■ **EXERCISE**
Duplicate, word for word, the part of the WPILib simulation forum thread that begins with the words containing "In addition to" and ends with "rate and angle.".

##### TEXT PASSAGE #####

I would like to use the simulation facilities in WPILib to help my team develop largely without the use of the robot. The first goal is to allow code developed to go essentially unchanged onto the robot itself. I see many quick examples of simulation and read the docs. Either I am having trouble orienting myself or there is a misalignment with my intent and the present state of WPILib.
I would expect some configuration to cause the HAL to direct calls to synthetic elements instead of actual device drivers. There would be some central simulated robot state so these synthetic elements could give coherent responses. It would be nice if the simulation state also captured physics and environment as well. I would anticipate this requiring explicit HAL use for device access. This would extend to team-developed drivers for devices through MXP and CAN.
Goals (in order of increasing ambition):
Whole system development without the robot
Expectation unit testing where mock/simulated elements can be queried. e.g. The robot transitioned from State1 to State2, did the motors run?
Vision system development where the synthetic robot orientation drives the camera/viewport of a 3d model of the field.
Pre-integration collaboration where subteams exchange mocks of their system before developing the actual versions.
Analysis-of-alternatives investigation where different hardware can be evaluated in simulation
I’m also interested in this topic, and like you, I expected that the HAL would be the key element: unmodified robot-domain code on one side, physics-domain simulations on the other side. It seems like the most natural thing to do with WPILib is not that, though: instead both the “robot” and “physics” domains are mixed together on the “robot” side. I found it most natural for simulation code to wind up everywhere (example: my swerve sim thing.
I think there are good reasons why it works this way – beginner programmers have just one thing to learn, it works the same in java and c++ – but i think it could also work the way you and i expect. If anyone is working in that direction, I’d be interested in learning more about it, maybe helping out if that would be useful.
Splitting at the HAL is the approach I have taken in the past on professional robotics projects. I also noticed that is the approach in the Autodesk Synthesis code but I have not had the time to get that up and running yet.
The WPILib HAL comes in two forms: there’s a HAL for the RoboRIO that maps HAL function calls to RoboRIO hardware, and there’s a simulation HAL that has data structures for everything in the HAL and provides a complete set of simulator-facing functions. The simulation HAL is used any time you run robot code on the desktop.
In addition to the RoboRIO actual hardware functions, the HAL also supports simulation-focused virtual devices (SimDevice) that provide a way to access higher level functionality in simulation–for example, rather than needing to mock the SPI layer of gyros, a Gyro class in WPILib creates a SimDevice in simulation that just provides direct access to the gyro rate and angle.

##### GIVEN DATA #####

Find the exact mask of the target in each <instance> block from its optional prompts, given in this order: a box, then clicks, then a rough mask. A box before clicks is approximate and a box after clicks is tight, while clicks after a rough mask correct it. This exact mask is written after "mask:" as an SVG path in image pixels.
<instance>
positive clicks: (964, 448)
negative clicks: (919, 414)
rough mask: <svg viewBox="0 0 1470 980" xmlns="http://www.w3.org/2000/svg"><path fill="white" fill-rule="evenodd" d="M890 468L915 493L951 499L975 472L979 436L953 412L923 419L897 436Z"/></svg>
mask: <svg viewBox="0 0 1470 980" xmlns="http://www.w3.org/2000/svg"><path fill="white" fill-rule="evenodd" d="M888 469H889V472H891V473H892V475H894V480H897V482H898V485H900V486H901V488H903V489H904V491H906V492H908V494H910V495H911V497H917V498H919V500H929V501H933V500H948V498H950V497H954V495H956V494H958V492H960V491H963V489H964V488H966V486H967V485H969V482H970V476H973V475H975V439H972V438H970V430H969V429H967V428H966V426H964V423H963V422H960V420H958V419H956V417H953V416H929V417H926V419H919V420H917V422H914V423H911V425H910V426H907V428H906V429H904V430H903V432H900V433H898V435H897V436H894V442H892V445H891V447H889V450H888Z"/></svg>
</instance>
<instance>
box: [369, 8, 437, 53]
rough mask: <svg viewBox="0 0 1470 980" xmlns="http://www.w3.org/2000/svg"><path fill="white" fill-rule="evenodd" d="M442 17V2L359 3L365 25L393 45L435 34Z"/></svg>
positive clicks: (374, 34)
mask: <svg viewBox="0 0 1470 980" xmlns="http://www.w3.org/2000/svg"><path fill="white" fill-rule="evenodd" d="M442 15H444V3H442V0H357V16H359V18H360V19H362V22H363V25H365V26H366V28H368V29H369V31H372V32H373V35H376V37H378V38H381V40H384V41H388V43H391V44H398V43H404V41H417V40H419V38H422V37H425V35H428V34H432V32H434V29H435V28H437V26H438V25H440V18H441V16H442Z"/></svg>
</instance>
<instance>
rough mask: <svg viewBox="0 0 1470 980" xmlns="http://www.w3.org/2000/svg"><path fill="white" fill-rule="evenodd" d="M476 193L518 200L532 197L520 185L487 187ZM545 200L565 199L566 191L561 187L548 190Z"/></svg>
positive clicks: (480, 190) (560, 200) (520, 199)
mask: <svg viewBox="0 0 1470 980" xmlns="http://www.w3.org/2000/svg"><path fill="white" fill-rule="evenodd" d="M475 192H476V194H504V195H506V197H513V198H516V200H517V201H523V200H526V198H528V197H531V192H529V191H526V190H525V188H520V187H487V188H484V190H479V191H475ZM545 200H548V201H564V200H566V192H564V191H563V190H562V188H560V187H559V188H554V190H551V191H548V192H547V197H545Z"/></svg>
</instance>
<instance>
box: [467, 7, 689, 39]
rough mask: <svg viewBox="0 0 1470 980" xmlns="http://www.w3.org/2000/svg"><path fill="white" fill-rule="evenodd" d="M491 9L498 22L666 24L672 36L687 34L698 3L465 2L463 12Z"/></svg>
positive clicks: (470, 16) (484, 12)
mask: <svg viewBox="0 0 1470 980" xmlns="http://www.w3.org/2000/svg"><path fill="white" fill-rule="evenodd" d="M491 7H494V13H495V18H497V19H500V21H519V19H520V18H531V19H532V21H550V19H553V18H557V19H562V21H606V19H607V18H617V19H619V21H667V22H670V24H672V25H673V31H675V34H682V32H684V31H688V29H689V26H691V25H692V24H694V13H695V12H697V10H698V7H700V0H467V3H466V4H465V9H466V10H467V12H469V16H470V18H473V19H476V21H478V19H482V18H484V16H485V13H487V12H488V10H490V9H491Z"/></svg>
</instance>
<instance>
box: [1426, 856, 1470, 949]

#####
##### GIVEN DATA #####

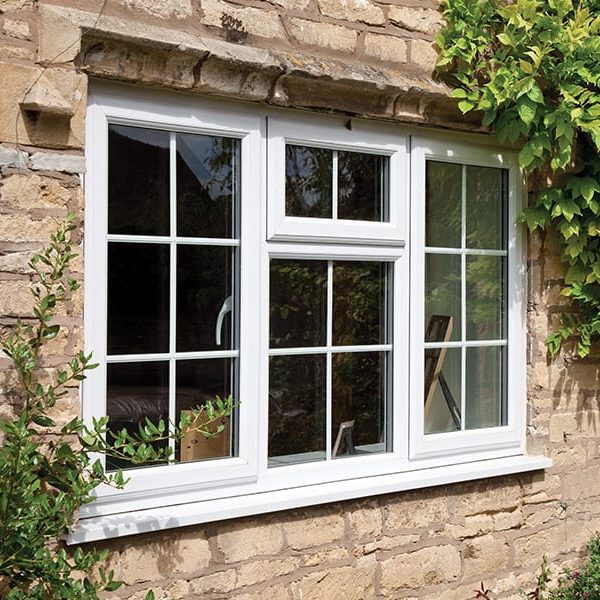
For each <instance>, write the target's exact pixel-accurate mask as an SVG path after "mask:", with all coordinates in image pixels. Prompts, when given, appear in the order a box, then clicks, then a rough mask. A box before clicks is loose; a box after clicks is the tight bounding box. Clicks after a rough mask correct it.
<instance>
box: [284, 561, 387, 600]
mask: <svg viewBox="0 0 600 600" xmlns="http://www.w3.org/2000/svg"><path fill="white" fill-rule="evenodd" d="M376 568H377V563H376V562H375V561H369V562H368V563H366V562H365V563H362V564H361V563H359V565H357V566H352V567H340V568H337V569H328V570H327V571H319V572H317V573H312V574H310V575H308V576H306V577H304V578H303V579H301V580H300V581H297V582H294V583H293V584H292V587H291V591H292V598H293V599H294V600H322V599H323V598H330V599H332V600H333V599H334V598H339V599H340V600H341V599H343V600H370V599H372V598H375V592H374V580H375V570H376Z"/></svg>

#####
##### GIVEN DATA #####

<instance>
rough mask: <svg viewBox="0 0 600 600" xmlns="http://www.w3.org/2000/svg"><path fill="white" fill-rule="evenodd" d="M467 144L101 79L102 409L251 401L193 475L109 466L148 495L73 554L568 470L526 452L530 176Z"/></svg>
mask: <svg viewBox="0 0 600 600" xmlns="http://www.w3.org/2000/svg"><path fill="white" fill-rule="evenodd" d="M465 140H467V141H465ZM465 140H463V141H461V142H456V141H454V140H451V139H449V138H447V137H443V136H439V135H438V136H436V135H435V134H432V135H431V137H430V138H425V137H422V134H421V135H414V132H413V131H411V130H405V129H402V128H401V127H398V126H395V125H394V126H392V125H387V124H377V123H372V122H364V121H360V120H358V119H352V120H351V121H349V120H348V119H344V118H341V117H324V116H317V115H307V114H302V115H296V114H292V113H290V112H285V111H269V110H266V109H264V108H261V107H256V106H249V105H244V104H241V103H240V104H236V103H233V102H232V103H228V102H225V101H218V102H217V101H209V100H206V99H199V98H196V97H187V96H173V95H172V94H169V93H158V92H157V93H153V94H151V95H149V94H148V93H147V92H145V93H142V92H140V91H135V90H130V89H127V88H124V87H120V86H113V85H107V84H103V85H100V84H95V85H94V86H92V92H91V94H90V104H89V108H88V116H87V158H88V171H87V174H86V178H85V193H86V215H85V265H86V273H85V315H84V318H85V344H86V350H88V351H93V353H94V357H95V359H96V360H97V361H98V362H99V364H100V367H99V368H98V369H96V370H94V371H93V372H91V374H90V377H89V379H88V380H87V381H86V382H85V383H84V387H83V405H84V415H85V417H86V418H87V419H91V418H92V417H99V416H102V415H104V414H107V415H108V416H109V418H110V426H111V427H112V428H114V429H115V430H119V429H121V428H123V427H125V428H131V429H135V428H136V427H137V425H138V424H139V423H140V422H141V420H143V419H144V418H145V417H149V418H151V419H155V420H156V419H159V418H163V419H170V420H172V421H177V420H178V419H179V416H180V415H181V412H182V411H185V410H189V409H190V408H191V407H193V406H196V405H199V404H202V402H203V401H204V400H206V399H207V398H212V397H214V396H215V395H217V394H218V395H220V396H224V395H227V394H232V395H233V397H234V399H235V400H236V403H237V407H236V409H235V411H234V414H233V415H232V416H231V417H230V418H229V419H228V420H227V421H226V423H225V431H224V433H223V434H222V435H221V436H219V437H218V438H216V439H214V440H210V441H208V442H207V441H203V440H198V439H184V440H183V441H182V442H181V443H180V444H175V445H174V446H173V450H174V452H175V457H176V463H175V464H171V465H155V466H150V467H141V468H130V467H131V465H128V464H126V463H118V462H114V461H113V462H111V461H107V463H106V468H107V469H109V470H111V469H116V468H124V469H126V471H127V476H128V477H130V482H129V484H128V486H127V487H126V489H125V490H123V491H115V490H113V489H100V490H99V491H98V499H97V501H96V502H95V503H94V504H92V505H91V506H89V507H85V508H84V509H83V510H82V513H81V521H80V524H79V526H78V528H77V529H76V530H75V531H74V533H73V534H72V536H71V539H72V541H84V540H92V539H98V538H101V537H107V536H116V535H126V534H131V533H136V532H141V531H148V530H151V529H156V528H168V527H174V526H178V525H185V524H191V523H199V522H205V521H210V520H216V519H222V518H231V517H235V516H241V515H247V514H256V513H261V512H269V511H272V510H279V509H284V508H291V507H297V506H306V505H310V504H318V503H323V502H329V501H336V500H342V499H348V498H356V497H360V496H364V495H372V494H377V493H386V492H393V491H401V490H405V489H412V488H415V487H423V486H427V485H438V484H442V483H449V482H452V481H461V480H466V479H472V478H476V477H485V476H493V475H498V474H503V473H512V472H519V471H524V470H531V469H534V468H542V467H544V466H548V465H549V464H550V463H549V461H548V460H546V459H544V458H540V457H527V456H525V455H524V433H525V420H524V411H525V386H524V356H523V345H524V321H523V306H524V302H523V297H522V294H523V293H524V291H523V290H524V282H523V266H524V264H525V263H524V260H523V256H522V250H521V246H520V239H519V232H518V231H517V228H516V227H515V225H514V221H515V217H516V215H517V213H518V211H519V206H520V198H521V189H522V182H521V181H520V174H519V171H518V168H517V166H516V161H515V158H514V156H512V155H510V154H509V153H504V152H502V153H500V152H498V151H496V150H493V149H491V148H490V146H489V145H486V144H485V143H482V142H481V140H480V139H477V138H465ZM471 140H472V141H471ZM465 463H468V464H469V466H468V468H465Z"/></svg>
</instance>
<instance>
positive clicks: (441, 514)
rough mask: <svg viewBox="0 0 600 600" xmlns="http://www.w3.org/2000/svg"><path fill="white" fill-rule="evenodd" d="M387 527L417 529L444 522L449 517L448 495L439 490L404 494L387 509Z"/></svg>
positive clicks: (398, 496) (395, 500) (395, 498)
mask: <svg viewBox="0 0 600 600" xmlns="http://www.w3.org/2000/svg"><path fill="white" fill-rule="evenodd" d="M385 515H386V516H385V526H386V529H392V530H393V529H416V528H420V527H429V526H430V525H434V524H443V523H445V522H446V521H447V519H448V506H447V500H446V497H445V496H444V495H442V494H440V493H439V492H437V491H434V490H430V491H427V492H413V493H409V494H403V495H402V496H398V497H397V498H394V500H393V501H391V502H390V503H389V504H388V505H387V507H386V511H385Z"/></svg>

#####

■ **RESULT FOR THIS TASK**
In addition to the RoboRIO actual hardware functions, the HAL also supports simulation-focused virtual devices (SimDevice) that provide a way to access higher level functionality in simulation–for example, rather than needing to mock the SPI layer of gyros, a Gyro class in WPILib creates a SimDevice in simulation that just provides direct access to the gyro rate and angle.